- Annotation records
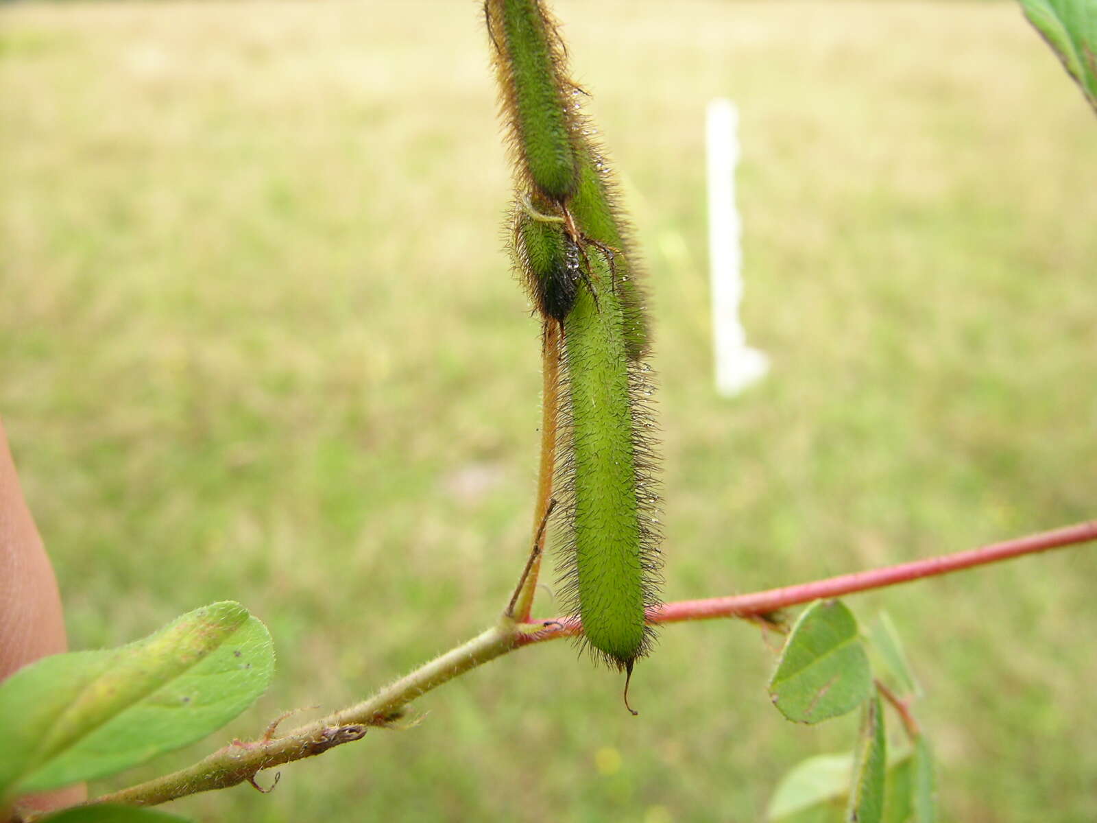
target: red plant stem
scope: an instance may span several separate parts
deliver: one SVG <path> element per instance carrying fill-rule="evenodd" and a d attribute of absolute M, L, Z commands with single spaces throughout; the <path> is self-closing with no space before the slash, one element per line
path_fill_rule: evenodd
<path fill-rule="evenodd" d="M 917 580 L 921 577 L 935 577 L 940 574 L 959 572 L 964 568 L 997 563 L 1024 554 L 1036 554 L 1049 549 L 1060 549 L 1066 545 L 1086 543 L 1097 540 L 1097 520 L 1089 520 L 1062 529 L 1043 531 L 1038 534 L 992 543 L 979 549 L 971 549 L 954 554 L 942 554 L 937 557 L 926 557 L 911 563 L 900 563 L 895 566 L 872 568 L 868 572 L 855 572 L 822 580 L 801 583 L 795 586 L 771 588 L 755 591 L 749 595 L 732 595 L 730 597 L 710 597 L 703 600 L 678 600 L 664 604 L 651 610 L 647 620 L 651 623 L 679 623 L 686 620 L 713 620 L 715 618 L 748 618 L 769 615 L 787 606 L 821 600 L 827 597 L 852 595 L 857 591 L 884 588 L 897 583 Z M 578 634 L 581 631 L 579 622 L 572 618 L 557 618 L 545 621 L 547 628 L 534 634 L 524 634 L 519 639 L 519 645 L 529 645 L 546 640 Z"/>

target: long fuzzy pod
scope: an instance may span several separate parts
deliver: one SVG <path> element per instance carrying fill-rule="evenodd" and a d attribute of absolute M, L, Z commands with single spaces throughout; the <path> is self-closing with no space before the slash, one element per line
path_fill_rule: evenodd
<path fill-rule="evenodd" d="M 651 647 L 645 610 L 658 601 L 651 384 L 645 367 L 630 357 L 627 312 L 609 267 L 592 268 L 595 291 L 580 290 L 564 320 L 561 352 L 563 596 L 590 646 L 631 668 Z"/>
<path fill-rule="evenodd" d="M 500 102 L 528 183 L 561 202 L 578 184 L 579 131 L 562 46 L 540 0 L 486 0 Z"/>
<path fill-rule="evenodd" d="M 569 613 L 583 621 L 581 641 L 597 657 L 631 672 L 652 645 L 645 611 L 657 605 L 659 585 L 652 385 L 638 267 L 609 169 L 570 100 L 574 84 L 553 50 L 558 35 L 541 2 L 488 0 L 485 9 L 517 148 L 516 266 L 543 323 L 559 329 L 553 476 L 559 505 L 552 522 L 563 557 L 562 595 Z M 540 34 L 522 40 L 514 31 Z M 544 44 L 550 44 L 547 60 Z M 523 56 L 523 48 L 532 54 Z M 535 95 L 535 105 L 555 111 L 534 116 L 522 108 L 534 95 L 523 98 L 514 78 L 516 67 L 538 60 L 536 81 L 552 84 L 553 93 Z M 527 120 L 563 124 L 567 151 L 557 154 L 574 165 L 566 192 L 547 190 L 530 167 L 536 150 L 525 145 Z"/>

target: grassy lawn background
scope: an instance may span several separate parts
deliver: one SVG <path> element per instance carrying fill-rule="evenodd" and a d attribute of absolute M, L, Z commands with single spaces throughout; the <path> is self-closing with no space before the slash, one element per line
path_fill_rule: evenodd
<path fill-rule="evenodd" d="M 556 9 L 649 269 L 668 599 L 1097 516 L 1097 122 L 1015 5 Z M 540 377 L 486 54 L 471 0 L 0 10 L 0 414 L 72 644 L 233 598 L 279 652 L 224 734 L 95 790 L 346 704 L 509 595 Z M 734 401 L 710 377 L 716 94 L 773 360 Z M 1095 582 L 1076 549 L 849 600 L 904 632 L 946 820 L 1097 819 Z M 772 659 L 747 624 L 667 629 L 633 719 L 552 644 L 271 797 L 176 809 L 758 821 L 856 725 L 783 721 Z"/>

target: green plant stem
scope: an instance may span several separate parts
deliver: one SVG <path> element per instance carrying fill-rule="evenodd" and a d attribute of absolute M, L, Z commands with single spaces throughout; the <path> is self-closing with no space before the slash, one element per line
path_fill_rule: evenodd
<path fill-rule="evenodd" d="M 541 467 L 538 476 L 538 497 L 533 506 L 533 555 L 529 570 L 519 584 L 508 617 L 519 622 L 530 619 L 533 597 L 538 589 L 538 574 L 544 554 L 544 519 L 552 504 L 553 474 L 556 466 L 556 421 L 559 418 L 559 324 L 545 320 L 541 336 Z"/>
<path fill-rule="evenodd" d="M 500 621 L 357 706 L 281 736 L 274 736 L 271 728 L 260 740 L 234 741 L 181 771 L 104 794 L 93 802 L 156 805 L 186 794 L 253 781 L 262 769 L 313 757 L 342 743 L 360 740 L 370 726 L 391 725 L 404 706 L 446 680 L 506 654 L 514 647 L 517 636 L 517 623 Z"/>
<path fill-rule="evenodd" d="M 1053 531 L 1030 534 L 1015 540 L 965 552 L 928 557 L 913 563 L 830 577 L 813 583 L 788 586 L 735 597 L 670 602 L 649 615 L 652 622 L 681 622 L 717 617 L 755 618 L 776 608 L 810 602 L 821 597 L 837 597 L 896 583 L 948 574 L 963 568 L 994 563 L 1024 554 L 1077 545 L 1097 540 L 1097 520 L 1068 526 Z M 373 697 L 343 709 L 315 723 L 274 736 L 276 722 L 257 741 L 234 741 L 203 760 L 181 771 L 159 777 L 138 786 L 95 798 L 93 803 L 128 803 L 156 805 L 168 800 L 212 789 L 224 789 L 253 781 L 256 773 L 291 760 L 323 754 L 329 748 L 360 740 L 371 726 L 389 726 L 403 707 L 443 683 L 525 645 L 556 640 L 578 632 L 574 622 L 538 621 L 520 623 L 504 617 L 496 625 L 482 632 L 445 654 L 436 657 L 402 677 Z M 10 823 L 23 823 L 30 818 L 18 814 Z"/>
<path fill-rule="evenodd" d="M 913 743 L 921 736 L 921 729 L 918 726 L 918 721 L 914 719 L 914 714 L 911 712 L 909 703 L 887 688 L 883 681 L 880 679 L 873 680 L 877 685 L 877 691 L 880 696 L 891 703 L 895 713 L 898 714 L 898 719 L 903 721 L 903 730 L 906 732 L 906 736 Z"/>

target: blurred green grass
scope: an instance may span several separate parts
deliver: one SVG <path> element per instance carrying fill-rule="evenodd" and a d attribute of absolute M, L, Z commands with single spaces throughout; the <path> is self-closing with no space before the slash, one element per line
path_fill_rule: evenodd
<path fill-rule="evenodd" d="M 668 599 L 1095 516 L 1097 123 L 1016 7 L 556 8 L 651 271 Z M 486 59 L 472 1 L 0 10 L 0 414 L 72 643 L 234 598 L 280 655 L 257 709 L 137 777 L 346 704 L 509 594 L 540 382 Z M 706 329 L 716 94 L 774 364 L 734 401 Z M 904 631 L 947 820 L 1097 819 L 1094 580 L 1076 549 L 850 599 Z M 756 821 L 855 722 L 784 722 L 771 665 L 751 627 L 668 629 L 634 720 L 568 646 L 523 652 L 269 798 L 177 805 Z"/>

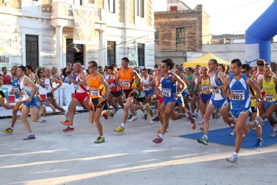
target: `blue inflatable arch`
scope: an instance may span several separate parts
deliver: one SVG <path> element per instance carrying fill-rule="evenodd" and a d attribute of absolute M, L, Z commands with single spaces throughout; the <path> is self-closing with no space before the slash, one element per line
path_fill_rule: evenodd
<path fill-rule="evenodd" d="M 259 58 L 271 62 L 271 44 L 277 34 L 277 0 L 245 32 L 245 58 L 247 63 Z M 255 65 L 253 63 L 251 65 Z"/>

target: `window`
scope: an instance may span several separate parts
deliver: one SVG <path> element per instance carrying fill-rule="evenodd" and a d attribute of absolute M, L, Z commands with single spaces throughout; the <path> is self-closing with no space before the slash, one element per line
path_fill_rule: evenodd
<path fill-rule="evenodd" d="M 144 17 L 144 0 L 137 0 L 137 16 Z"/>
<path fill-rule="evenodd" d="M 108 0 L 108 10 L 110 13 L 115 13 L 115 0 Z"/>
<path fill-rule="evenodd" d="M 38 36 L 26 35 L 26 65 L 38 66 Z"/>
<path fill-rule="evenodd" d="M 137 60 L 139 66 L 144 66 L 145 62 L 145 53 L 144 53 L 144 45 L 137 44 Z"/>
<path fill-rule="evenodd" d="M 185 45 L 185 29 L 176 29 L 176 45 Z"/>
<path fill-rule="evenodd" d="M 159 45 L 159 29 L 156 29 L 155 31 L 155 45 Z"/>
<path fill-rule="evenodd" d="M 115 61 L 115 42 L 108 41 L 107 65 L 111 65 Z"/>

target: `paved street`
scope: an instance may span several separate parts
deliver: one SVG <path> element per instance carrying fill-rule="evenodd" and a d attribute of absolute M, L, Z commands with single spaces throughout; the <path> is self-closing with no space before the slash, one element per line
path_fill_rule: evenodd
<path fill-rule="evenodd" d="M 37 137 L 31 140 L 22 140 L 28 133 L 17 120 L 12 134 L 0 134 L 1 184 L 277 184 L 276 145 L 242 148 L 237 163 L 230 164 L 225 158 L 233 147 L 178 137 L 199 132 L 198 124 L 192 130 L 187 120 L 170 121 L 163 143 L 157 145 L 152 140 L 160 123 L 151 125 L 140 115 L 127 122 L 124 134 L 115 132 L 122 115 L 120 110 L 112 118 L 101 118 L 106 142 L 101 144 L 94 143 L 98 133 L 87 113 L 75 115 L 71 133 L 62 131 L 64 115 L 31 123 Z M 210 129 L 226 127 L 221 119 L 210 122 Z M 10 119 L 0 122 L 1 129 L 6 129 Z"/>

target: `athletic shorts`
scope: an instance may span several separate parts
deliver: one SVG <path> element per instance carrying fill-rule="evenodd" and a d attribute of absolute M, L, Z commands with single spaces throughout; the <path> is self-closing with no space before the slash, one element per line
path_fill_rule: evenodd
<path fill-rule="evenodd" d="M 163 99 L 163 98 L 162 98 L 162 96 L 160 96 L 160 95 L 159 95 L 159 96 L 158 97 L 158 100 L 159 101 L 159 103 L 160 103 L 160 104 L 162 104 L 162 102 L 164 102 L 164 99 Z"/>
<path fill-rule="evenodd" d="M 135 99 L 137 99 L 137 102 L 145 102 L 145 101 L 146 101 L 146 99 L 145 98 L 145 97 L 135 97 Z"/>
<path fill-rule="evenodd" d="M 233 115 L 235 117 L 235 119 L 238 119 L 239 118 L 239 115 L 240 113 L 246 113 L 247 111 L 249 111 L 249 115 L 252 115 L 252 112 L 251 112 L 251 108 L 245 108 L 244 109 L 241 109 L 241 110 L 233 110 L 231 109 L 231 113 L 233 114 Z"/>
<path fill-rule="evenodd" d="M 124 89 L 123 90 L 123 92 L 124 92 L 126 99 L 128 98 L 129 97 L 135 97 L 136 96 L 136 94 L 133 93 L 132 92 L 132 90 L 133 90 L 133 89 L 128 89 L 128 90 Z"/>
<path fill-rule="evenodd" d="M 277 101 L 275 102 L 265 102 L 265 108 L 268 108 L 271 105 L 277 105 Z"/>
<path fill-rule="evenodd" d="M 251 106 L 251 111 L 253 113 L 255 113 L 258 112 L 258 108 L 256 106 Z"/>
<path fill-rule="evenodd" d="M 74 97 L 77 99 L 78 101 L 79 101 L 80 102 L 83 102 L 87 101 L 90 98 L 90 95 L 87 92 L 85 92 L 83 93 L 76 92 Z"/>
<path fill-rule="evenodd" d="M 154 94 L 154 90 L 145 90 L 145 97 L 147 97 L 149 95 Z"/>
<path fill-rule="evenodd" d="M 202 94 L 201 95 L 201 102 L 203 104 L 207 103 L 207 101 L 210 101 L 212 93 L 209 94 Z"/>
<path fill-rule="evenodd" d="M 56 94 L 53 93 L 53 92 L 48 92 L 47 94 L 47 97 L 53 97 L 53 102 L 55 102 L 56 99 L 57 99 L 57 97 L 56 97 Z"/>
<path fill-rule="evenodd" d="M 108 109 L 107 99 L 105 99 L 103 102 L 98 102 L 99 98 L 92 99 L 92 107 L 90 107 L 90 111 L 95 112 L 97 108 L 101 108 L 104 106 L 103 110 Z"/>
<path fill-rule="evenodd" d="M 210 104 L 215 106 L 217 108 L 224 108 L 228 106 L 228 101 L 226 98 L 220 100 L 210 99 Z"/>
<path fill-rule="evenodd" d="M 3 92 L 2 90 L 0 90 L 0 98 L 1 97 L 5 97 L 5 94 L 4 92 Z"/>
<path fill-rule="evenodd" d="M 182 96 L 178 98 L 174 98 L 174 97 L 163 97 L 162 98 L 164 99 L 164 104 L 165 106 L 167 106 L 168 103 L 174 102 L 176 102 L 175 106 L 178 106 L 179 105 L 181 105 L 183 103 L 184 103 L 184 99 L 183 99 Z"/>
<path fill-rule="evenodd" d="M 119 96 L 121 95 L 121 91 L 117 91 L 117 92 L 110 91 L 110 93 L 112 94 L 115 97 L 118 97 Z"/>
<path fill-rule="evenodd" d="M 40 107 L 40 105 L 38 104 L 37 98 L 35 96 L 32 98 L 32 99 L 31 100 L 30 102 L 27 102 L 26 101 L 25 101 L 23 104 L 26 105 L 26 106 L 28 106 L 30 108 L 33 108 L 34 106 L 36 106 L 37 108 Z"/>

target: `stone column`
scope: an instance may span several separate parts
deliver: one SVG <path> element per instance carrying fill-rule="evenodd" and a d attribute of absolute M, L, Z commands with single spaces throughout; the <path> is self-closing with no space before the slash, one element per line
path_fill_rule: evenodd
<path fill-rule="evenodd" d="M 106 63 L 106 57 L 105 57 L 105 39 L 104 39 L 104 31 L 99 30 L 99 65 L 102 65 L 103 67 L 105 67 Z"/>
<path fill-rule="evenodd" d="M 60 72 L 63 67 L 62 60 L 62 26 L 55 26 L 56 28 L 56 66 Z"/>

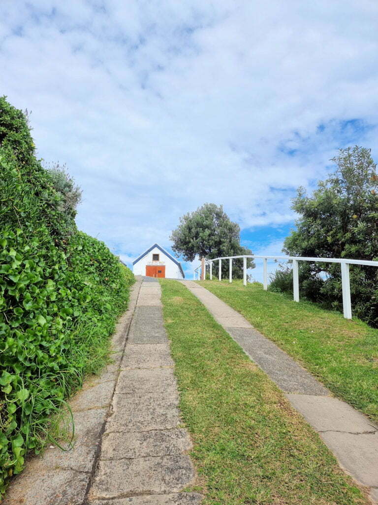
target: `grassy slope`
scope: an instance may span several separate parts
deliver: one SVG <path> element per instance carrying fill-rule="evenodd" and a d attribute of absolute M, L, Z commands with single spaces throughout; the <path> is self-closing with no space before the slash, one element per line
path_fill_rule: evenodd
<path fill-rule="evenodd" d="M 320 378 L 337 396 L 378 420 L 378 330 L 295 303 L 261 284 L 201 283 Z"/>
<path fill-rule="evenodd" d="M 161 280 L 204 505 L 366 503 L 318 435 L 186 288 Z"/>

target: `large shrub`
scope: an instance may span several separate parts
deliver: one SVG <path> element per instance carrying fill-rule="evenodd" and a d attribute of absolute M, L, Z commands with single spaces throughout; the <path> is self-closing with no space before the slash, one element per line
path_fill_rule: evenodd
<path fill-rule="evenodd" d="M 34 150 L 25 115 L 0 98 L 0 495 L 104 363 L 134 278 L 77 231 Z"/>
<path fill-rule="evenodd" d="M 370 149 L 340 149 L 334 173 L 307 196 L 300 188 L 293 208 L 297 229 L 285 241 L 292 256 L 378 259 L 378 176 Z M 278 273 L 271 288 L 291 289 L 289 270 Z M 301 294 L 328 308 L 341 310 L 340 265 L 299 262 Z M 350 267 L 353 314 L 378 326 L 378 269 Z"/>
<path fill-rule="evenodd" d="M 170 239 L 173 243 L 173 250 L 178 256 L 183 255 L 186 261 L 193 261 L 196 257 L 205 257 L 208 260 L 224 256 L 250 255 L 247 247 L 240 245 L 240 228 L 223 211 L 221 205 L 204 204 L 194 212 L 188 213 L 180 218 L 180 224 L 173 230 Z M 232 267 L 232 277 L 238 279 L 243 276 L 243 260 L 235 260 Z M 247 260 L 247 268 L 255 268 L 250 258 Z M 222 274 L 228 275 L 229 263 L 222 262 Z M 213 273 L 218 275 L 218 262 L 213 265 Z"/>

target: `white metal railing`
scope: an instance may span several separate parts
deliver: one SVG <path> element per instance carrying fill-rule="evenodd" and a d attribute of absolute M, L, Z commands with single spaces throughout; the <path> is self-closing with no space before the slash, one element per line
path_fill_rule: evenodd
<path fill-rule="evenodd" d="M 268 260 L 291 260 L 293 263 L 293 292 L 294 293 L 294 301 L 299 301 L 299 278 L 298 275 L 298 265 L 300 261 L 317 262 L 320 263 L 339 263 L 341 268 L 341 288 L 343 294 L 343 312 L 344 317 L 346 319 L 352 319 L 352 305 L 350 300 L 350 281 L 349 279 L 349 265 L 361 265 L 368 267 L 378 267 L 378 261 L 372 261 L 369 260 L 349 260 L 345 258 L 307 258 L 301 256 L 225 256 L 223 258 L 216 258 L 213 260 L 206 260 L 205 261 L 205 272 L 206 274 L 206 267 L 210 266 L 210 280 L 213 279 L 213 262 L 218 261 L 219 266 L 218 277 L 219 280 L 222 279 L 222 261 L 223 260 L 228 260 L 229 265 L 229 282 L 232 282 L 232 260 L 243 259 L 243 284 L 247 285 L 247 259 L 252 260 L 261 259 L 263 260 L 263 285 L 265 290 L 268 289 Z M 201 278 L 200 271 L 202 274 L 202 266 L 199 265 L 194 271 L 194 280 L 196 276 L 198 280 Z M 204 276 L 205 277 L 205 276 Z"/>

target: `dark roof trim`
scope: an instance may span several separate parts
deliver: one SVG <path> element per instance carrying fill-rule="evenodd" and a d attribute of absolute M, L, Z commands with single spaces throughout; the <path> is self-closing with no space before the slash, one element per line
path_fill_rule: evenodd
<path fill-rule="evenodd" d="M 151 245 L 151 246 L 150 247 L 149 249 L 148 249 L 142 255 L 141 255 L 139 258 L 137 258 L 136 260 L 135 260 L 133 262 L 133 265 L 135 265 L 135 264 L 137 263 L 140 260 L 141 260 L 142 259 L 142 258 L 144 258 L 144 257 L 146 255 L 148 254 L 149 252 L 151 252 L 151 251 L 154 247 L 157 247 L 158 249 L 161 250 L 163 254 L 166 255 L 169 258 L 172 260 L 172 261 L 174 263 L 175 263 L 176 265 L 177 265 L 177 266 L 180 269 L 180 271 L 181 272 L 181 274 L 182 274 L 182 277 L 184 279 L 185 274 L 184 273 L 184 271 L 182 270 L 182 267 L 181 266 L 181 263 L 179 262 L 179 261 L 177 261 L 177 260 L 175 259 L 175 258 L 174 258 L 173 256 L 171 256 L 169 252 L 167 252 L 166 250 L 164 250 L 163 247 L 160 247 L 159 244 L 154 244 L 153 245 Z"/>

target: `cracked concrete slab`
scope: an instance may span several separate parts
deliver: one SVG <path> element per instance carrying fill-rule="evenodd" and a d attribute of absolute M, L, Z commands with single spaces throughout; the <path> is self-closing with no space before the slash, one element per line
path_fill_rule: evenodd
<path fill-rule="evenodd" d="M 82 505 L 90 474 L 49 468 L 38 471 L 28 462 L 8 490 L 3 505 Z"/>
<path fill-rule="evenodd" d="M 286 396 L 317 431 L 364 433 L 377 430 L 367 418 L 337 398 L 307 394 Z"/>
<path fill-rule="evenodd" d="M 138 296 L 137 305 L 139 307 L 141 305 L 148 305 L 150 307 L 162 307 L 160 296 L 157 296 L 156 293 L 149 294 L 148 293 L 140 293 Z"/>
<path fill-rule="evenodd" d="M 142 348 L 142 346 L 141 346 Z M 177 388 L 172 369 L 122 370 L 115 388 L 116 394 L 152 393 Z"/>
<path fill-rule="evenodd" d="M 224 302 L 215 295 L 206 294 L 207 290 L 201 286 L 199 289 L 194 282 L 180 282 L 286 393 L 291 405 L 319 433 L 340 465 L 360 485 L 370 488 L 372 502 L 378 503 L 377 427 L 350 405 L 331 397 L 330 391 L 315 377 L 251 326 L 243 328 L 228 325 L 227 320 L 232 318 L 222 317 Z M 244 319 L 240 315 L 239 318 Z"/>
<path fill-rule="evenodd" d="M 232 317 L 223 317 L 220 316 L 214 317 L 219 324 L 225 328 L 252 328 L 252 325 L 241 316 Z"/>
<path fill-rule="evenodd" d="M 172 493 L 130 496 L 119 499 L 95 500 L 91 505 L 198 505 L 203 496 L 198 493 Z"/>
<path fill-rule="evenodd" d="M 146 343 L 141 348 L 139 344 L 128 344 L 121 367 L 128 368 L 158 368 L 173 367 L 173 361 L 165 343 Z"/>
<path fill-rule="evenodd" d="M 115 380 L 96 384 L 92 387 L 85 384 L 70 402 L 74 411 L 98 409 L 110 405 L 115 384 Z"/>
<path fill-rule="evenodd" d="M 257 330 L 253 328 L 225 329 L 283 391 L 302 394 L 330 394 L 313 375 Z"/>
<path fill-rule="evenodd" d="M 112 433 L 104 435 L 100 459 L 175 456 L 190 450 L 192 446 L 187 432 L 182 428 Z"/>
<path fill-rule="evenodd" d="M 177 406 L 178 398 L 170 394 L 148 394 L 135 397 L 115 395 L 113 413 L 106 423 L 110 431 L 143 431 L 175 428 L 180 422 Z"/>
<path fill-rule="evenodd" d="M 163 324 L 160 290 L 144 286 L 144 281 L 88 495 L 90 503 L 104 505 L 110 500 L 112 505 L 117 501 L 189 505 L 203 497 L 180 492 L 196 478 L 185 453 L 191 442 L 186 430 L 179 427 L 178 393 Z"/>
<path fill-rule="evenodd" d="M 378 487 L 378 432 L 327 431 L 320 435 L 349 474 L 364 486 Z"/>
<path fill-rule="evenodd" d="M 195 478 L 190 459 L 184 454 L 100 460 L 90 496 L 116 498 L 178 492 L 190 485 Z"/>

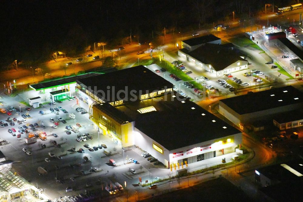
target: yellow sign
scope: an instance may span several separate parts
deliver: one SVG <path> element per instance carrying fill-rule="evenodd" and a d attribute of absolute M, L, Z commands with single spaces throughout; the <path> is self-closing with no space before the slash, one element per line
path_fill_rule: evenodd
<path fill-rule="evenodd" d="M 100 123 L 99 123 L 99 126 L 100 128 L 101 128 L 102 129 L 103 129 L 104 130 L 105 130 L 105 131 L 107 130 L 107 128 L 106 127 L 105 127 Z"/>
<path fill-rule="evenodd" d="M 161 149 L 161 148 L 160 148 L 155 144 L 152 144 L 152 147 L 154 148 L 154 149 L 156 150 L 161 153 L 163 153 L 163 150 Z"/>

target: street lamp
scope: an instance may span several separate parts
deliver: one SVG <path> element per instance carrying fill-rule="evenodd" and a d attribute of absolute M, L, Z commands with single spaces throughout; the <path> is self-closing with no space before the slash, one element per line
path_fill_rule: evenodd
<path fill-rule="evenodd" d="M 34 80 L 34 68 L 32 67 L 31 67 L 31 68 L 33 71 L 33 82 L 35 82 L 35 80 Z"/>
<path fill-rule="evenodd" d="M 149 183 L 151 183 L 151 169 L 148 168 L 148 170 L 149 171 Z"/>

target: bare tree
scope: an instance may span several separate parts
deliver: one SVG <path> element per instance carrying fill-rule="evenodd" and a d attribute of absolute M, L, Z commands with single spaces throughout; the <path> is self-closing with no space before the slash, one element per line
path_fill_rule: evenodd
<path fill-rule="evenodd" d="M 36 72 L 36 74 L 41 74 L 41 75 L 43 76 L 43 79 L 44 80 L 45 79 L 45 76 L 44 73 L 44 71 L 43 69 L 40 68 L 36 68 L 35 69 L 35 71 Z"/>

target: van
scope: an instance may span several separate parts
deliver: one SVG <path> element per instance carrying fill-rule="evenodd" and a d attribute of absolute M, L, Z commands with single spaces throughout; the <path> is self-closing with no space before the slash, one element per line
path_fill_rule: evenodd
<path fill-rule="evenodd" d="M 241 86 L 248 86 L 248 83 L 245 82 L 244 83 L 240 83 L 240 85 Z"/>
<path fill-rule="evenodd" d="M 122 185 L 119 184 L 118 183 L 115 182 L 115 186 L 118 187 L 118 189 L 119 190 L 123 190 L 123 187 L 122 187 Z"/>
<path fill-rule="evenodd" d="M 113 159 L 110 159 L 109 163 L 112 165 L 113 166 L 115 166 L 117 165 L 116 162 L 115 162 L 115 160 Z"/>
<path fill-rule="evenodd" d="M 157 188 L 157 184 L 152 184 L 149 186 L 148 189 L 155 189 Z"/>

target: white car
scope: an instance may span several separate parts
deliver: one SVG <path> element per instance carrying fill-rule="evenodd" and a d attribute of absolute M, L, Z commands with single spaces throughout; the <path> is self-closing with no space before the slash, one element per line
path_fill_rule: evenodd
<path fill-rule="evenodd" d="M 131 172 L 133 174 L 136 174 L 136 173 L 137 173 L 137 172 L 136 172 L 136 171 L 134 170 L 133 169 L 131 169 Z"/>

- Given problem
Return the line that contains "target: bare tree" and all lines after it, verbatim, and nothing else.

- Full output
target: bare tree
scope: an instance may span several separate parts
deliver: one SVG <path> element per instance carrying fill-rule="evenodd" and a d attribute of absolute M, L, Z commands with single spaces throughout; the <path> is self-closing with no space before the slash, one element per line
path_fill_rule: evenodd
<path fill-rule="evenodd" d="M 36 72 L 36 74 L 41 74 L 41 75 L 43 76 L 43 79 L 44 80 L 45 79 L 45 76 L 44 73 L 44 71 L 43 69 L 40 68 L 36 68 L 35 69 L 35 71 Z"/>

target: van
scope: an instance may span several separate parts
deliver: one SVG <path> element per instance carrying fill-rule="evenodd" and a d attribute of absolute M, L, Z commands with single spaces throughout; the <path> is self-closing with no space before the slash, one element per line
path_fill_rule: evenodd
<path fill-rule="evenodd" d="M 241 86 L 248 86 L 248 83 L 245 82 L 244 83 L 240 83 L 240 85 Z"/>
<path fill-rule="evenodd" d="M 122 185 L 119 184 L 118 183 L 115 182 L 115 186 L 118 187 L 118 189 L 119 190 L 123 190 L 123 187 L 122 187 Z"/>
<path fill-rule="evenodd" d="M 113 159 L 110 159 L 109 163 L 112 165 L 113 166 L 115 166 L 117 165 L 116 162 L 115 162 L 115 160 Z"/>
<path fill-rule="evenodd" d="M 157 188 L 157 184 L 152 184 L 149 186 L 148 189 L 155 189 Z"/>

target: white car
scope: an instance may span several separate parts
deliver: one SVG <path> element per instance carrying fill-rule="evenodd" and a d attribute of absolute M, L, Z commands with single spaces throughout; the <path> is self-closing with no space before the slash, one element per line
path_fill_rule: evenodd
<path fill-rule="evenodd" d="M 131 172 L 133 174 L 136 174 L 136 173 L 137 173 L 137 172 L 136 172 L 136 171 L 134 170 L 133 169 L 131 169 Z"/>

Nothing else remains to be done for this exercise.